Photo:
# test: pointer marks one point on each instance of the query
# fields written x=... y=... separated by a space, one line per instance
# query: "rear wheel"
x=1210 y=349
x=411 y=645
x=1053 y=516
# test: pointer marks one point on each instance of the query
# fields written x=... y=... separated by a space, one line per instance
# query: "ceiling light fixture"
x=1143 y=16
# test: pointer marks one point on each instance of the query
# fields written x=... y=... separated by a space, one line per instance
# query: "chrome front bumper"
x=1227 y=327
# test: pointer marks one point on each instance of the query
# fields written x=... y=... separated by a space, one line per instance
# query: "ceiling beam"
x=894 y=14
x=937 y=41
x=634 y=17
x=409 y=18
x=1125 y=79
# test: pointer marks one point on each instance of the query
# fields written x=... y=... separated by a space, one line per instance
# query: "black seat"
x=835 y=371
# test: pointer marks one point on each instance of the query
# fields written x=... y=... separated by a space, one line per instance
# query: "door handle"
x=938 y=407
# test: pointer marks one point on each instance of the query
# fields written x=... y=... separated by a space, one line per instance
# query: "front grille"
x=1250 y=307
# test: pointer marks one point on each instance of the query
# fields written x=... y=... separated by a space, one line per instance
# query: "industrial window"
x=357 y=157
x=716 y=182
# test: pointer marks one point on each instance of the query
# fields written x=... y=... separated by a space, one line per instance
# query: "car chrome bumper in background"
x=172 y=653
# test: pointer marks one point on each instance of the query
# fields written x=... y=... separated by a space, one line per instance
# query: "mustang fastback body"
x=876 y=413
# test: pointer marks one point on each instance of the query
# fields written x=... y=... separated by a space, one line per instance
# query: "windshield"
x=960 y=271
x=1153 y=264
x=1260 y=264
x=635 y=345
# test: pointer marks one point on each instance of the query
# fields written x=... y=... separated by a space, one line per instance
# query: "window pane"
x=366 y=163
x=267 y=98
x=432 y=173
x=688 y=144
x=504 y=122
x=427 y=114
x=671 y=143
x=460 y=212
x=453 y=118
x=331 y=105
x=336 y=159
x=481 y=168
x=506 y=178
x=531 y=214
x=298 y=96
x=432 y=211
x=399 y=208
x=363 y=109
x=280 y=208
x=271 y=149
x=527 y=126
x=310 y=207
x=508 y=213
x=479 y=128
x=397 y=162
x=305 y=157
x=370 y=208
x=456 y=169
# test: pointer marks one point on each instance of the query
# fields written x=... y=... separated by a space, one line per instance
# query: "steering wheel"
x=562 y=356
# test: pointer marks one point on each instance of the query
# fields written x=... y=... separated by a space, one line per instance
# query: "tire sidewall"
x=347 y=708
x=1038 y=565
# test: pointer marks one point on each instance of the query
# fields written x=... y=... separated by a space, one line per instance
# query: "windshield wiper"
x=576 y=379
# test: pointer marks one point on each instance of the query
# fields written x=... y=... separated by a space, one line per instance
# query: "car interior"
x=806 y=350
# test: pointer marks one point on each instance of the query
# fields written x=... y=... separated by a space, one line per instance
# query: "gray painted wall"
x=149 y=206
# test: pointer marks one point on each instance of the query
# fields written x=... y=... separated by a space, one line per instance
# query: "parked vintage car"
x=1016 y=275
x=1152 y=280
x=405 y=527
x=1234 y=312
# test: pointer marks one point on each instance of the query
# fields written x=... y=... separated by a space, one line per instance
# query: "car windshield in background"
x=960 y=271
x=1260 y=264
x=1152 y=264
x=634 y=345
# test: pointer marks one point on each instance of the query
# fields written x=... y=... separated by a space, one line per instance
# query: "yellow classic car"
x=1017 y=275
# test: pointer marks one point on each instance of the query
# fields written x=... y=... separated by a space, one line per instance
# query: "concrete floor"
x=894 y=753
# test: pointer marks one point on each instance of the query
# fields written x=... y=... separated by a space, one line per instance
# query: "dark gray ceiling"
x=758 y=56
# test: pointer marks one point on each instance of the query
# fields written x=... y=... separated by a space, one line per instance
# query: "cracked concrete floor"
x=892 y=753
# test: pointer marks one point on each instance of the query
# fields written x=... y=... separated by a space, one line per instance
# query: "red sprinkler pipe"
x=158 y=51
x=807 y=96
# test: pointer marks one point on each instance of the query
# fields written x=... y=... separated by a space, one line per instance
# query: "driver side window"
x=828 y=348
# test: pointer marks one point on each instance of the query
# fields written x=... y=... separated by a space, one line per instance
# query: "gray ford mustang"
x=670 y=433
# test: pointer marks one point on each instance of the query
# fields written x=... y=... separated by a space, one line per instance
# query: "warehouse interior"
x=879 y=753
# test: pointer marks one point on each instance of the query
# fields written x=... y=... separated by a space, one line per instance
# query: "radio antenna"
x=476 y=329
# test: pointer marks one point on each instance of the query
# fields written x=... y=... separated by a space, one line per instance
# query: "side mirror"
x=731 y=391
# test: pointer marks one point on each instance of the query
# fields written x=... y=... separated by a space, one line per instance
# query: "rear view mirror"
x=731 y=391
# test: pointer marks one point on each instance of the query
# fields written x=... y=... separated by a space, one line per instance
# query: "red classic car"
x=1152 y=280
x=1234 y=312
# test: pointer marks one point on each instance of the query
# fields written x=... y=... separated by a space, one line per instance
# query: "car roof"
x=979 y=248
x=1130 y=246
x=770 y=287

· · · · · · ·

TO DO - Reproduce the material above without altering a single character.

SOLUTION -
Photo:
# test: pointer marks one point on each instance of the query
# fields written x=... y=... separated by a space, one line per instance
# query: "rear wheel"
x=1210 y=349
x=411 y=645
x=1053 y=516
# test: pointer marks one point on each instance of the query
# fields written x=... y=... separated by a space, one line per instance
# query: "ceiling light fixture"
x=1143 y=16
# test: pointer marks one point on each instance of the query
# fields written x=... y=... separated by a space, one line per instance
# query: "chrome front bumper"
x=1227 y=327
# test: pointer marks one point on each instance of the query
# fields written x=... y=... separated by a space, one line per instance
# query: "ceiling beam"
x=894 y=14
x=937 y=41
x=634 y=17
x=409 y=18
x=1125 y=79
# test: pointer marks one point on each instance of the query
# fields written x=... y=... separated by a space, one line per instance
# query: "black seat"
x=835 y=371
# test: pointer marks one point on each instance of the query
# fields written x=... y=... separated by a space, one line per instance
# query: "door handle"
x=938 y=407
# test: pointer marks one point on each instance of the query
# fields written x=... y=... separated by a space, one line per instance
# query: "front grille"
x=1250 y=307
# test: pointer marks one point on each instance of the query
# fields written x=... y=... separated by a space, one line per instance
# query: "industrial window"
x=357 y=157
x=716 y=182
# test: pointer marks one point on each instance of the query
# fields written x=... y=... separated by a space, one line per instance
# query: "car chrome bumper in background"
x=172 y=653
# test: pointer marks one point on each instance of the query
# fields written x=... y=... separated by a space, one line per instance
# query: "mustang fastback body"
x=876 y=413
# test: pointer marks one point on each instance of the query
# fields written x=... y=... separated by a space, one line per instance
# query: "windshield"
x=960 y=271
x=1153 y=264
x=1260 y=264
x=635 y=345
# test: pointer marks one point on each instance of the query
# fields written x=... y=... separated by a space, one line per instance
# query: "window pane"
x=366 y=163
x=267 y=98
x=432 y=173
x=688 y=144
x=504 y=122
x=427 y=114
x=671 y=143
x=460 y=212
x=453 y=118
x=331 y=105
x=336 y=159
x=481 y=168
x=506 y=178
x=531 y=214
x=298 y=96
x=432 y=211
x=399 y=208
x=363 y=109
x=280 y=208
x=271 y=149
x=527 y=126
x=310 y=207
x=508 y=213
x=479 y=128
x=397 y=162
x=305 y=157
x=370 y=208
x=456 y=169
# test: pointer marks one point on each instance of the query
# fields written x=... y=... separated by a space, one line per instance
# query: "steering wheel"
x=562 y=356
# test: pointer marks one point on each instance of the query
# fields written x=... y=... separated by a space, one line per instance
# query: "tire sidewall"
x=347 y=708
x=1038 y=565
# test: pointer marks one point on each instance of the query
# fields written x=... y=... separated by a space, one line per instance
# query: "windshield wiper"
x=576 y=379
# test: pointer marks one point on each instance of the query
# fields written x=... y=... separated by a space, one line per instance
# query: "car interior"
x=806 y=350
# test: pointer marks one point on each instance of the query
# fields written x=... y=... separated by a space, one line per instance
# query: "gray painted wall"
x=149 y=206
# test: pointer marks one point on each instance of the query
# fields written x=... y=... separated by a space, one line per instance
# query: "parked vintage car"
x=1016 y=275
x=1152 y=280
x=405 y=527
x=1234 y=312
# test: pointer marks one point on each instance of the query
# fields written x=... y=... separated by a space, one line per instance
# query: "car windshield in background"
x=960 y=271
x=1260 y=264
x=1152 y=264
x=634 y=345
# test: pointer marks one point on each instance of the query
# fields written x=... y=... separated by a space, one line per instance
# query: "yellow classic car"
x=1017 y=275
# test: pointer marks one point on each instance of the query
# fields written x=... y=... separated by a space, one line per instance
# query: "concrete floor"
x=894 y=753
# test: pointer marks one point on each instance of the query
# fields written x=... y=... separated by a space, one line per instance
# query: "dark gray ceiling"
x=758 y=56
# test: pointer marks one point on each instance of the query
# fields written x=... y=... separated by a space, one line per instance
# query: "cracked concrete floor"
x=892 y=753
# test: pointer marks one point on each instance of the query
# fields written x=... y=... separated by a space, one line per instance
# query: "red sprinkler pipe"
x=158 y=51
x=807 y=96
# test: pointer marks one point on each instance of the query
# fields written x=... y=... separated by a space, one line per instance
# query: "driver side window"
x=828 y=348
# test: pointer marks one point on each instance of the query
# fields written x=... y=... separated by a space, one line per instance
# query: "gray ford mustang"
x=670 y=433
# test: pointer marks one point on each instance of the query
# fields written x=... y=... separated by a space, one line per instance
# query: "warehouse interior"
x=879 y=753
# test: pointer marks one point on each instance of the query
# fields written x=... y=... separated by a space, one line per instance
# query: "radio antenna"
x=476 y=329
# test: pointer marks one point on each instance of the query
# fields written x=... y=... separated by a space, one line per instance
# query: "side mirror"
x=731 y=391
# test: pointer marks one point on each instance of the query
# fields written x=... y=... separated by a space, one line per instance
# query: "rear view mirror"
x=731 y=391
# test: pointer marks one point on each instance of the query
# fields written x=... y=... separated by a space, one line per instance
# query: "red classic car"
x=1152 y=280
x=1234 y=312
# test: pointer marks one point on each instance of the query
# fields written x=... y=... separated by a space, one line per instance
# query: "car roof"
x=979 y=248
x=1130 y=246
x=770 y=287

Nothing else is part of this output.